#### Requisitos del ejercicio
Según el diálogo sobre el cuerpo y el alma, ¿quién responde que los alimentos se buscan para el cuerpo?

DISCUSIÓN DEL PRIMER DÍA.- CONSTAMOS DE CUERPO Y ALMA. EL ALIMENTO DEL CUERPO
Y DEL ALMA.- NO ES DICHOSO EL QUE NO TIENE LO QUE QUIERE.- NI EL QUE TIENE
CUANTO DESEA.- QUIÉN POSEE A DIOS.- EL ESCÉPTICO NO PUEDE SER FELIZ NI SABIO
7. ¿Os parece cosa evidente que nosotros constamos de cuerpo y alma?
Asintieron todos menos Navigio, quien confesó su ignorancia en este punto. Yo
le dije:
- ¿No sabes absolutamente nada, nada, o aun esto mismo ha de ponerse entre
las cosas que ignoras?
-No creo que mi ignorancia sea absoluta -dijo él.
-¿Puedes indicarme, pues, alguna cosa sabida? -le pregunté yo.
-Ciertamente -respondió.
-Si no te molesta, dila.
-¿Sabes a lo menos si vives? -le pregunté al verlo titubeando.
-Lo sé.
-Luego sabes que tienes vida, pues nadie puede vivir sin vida.
-Hasta ese punto ya llega mi ciencia.
-¿Sabes que tienes cuerpo? (Asintió a la pregunta.) Luego ¿ya sabes que
constas de cuerpo y vida?
-Sí, pero si hay algo más, no lo sé.
-No dudas, pues, de que tienes estas dos cosas: cuerpo y alma, y andas
incierto sobre si hay algo más para complemento y perfección del hombre.
-Así es.
-Dejemos para mejor ocasión el indagar eso, si podemos. Pues ya confesamos
que el cuerpo y el alma son partes que componen al hombre, ahora os pregunto a
todos para cuál de ellas buscamos los alimentos.
-Para el cuerpo -respondió Licencio.
Los demás dudaban y altercaban entre sí corno podía ser necesario el alimento
por razón del cuerpo, cuando lo apetecíamos para la vida, y la vida es cosa del
alma. Intervine yo diciendo:
-¿Os parece que el alimento se relaciona con aquella parte que crece y se
desarrolla en nosotros?
Asintieron todos menos Trigecio, el cual objetó:
-¿Por qué entonces yo no he crecido en proporción del apetito que tengo?

[Extractos de un conjunto de datos de etiquetado de puntos]
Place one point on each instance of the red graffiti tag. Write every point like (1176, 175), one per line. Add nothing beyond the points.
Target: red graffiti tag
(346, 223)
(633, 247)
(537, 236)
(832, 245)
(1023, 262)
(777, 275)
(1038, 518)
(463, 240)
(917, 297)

==

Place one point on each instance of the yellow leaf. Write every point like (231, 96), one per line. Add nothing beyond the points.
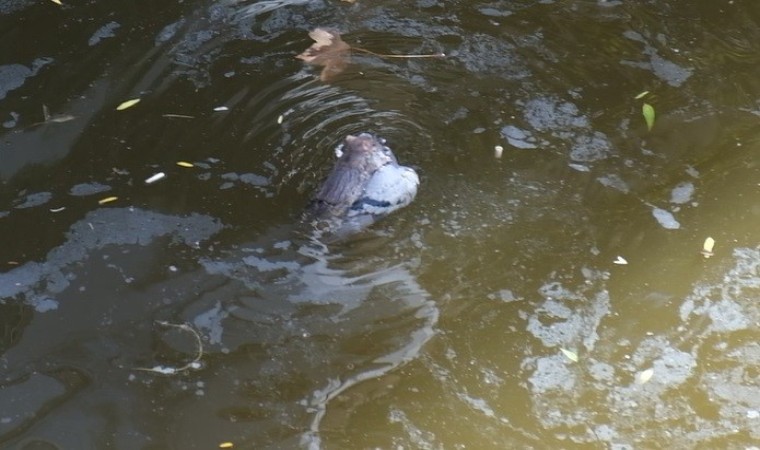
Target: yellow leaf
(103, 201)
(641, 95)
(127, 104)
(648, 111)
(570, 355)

==

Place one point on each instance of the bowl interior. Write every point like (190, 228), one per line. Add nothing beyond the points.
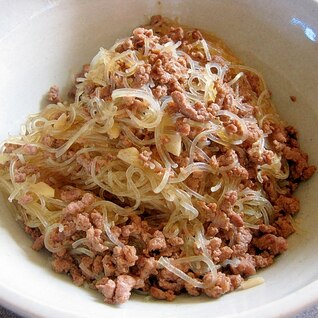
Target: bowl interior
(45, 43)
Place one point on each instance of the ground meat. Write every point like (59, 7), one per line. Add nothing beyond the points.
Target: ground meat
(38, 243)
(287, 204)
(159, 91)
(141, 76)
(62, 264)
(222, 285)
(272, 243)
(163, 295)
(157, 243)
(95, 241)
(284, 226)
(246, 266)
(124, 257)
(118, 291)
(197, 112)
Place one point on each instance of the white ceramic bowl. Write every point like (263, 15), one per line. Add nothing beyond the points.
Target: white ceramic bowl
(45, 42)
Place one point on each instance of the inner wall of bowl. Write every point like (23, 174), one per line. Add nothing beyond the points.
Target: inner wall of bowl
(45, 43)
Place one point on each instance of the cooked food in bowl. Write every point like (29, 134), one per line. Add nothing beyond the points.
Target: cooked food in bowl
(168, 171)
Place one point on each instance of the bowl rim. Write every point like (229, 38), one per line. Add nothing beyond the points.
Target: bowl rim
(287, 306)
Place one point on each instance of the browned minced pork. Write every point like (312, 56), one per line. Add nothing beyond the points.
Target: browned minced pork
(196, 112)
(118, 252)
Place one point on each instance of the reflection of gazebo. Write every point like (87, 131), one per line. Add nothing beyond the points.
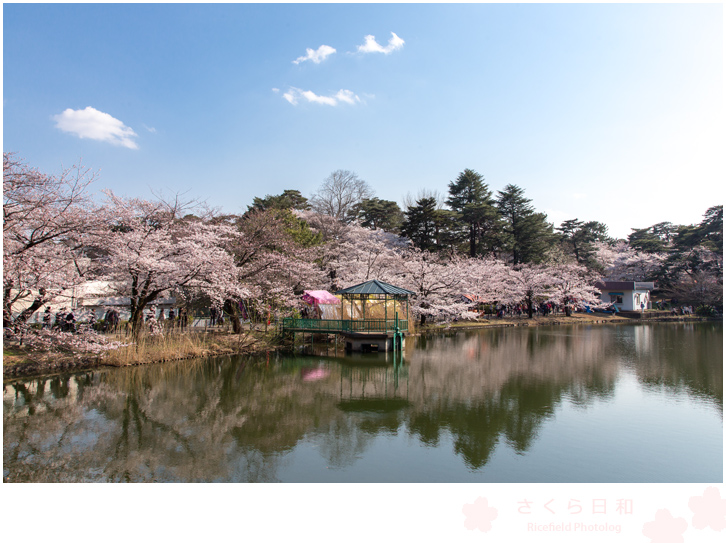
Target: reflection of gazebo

#### Solución propuesta
Licencio.